Direction = Produce a verbatim copy of the entries listed below.

[START OF Input]

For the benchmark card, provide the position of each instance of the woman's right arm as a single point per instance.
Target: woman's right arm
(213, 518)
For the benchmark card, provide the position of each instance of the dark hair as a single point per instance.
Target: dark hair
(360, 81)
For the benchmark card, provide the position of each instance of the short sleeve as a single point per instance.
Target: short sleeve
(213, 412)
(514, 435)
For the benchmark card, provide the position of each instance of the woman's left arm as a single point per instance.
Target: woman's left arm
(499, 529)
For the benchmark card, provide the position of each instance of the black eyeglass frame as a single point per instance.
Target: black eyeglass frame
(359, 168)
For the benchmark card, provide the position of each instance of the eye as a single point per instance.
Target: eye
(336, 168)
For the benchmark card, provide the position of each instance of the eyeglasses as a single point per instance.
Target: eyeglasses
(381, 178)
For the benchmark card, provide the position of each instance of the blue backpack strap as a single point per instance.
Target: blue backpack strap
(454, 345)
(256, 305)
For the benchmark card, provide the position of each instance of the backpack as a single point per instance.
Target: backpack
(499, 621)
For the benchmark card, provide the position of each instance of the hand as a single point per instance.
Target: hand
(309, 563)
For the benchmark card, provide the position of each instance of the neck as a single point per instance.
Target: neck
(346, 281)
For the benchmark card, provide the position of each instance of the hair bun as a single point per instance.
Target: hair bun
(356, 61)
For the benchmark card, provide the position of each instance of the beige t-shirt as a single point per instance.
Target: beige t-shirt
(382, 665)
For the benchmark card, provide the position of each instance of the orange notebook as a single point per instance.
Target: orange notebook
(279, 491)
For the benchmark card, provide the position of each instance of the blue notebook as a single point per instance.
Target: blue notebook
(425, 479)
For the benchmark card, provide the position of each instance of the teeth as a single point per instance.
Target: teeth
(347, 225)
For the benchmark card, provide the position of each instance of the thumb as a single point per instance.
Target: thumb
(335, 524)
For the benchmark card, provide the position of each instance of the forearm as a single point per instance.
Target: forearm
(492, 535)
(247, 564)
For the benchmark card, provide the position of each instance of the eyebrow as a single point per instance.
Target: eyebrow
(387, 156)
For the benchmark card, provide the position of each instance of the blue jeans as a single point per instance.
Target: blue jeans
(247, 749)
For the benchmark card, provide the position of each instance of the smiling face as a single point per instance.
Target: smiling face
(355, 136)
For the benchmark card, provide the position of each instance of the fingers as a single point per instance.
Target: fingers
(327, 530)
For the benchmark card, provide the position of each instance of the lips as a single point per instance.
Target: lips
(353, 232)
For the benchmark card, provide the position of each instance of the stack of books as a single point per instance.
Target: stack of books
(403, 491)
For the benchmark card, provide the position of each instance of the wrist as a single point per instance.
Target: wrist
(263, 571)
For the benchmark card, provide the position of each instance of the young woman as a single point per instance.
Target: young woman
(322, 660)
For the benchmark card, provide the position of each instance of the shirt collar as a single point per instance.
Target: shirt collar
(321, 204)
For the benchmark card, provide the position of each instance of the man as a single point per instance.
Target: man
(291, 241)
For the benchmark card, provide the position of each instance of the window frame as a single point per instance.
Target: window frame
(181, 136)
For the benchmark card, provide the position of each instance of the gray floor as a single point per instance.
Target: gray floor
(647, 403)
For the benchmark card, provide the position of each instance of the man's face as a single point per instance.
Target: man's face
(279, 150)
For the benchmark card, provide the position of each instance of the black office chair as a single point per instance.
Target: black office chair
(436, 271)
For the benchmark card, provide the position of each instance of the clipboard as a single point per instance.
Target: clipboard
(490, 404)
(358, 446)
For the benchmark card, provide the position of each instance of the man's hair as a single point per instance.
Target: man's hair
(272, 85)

[END OF Input]

Final answer =
For the benchmark card, provide the position of each instance of the woman's right arm as a single point per instance.
Target: woman's right arm
(213, 518)
For the benchmark card, provide the position of each instance of the dark hair as a single point per instance.
Target: dark hair
(360, 81)
For the benchmark card, provide the position of each instance of the short sleeve as a single point per instance.
Target: short sleeve
(213, 412)
(514, 435)
For the benchmark card, provide the position of each instance of the woman's left arm as a single point per instance.
Target: woman's left arm
(499, 529)
For the benchmark card, provide the position of each instance of the black eyeglass frame as a single point per instance.
Target: black eyeglass frame
(359, 168)
For the benchmark card, provide the position of each instance of the eye as a single point per instance.
Target: eye
(336, 168)
For the benchmark card, provide the position of each instance of the eyeglasses as a single point per instance.
Target: eyeglasses
(381, 178)
For the benchmark card, provide the position of each instance of the blue backpack strap as a single point per instance.
Target: blue backpack strap
(454, 345)
(256, 305)
For the benchmark card, provide the position of each instance of the backpack as a single point per instance.
Target: backpack
(499, 621)
For the benchmark card, provide the position of each instance of the hand as a single point per instance.
Target: hand
(309, 563)
For the benchmark card, provide the position of each instance of the neck as a single point per instance.
Target: neck
(346, 281)
For the benchmark card, provide the position of each instance of the hair bun as a single point per instance.
Target: hair bun
(356, 61)
For the benchmark card, provide the position of each instance of the beige t-shirt as a single point per instance.
Target: beige t-shirt
(382, 665)
For the benchmark card, provide the position of each instance of the orange notebook as a single point per instance.
Target: orange notebook
(279, 491)
For the benchmark card, provide the position of each instance of the blue notebook as a single point per instance.
Target: blue notebook
(425, 479)
For the benchmark card, provide the position of each instance of the teeth as a single point per instance.
Target: teeth
(347, 225)
For the benchmark card, provide the position of each instance of the thumb as a single point per instance.
Target: thumb
(335, 524)
For the benchmark card, provide the position of each instance of the forearm as a single point per instance.
Target: forearm
(492, 535)
(247, 564)
For the benchmark card, provide the position of each instance of the eyebrow as a single point per instance.
Target: eyebrow
(387, 156)
For the benchmark card, provide the position of each instance of the blue jeans as a single point per instance.
Target: blue jeans
(247, 749)
For the benchmark card, provide the position of each instance of the smiling face as a single point per instance.
Target: smiling face
(355, 136)
For the benchmark card, provide the position of each instance of the fingers as a single point per instance.
Target: fingers
(327, 530)
For the benchmark card, provide the position of each instance of the lips as a single point per instance.
Target: lips
(353, 232)
For the benchmark card, provide the position of each instance of the stack of books as a single point per instance.
Target: stack of books
(403, 491)
For the benchmark card, provide the position of each instance of the wrist as a single point per instance.
Target: wrist
(263, 571)
For the benchmark card, provide the position of each instance of the young woman as a single point per instance.
Target: young woman
(322, 660)
For the benchmark card, provide the position of each instance of the shirt collar as a single point per instance.
Target: shirt collar
(321, 204)
For the benchmark card, provide the position of each instance of the man as a single point per instance.
Target: man
(291, 241)
For the benchmark card, provide the position of each instance of the window frame as a single point per instance.
Target: window frame
(181, 136)
For the benchmark card, provide the position of each instance of the gray floor as a single point per instance.
Target: gray floor
(647, 403)
For the benchmark card, provide the position of each instance of the man's face as a single point per instance.
Target: man's face
(279, 150)
For the benchmark card, provide the position of each instance of the black office chair as a single point per instance.
Target: black office chair
(436, 271)
For the benchmark card, provide the position of each instance of the clipboard as a single point per instance.
Target: clipboard
(490, 404)
(358, 446)
For the benchmark card, provide the position of each instance of the man's hair as a single point per instance.
Target: man's hair
(272, 85)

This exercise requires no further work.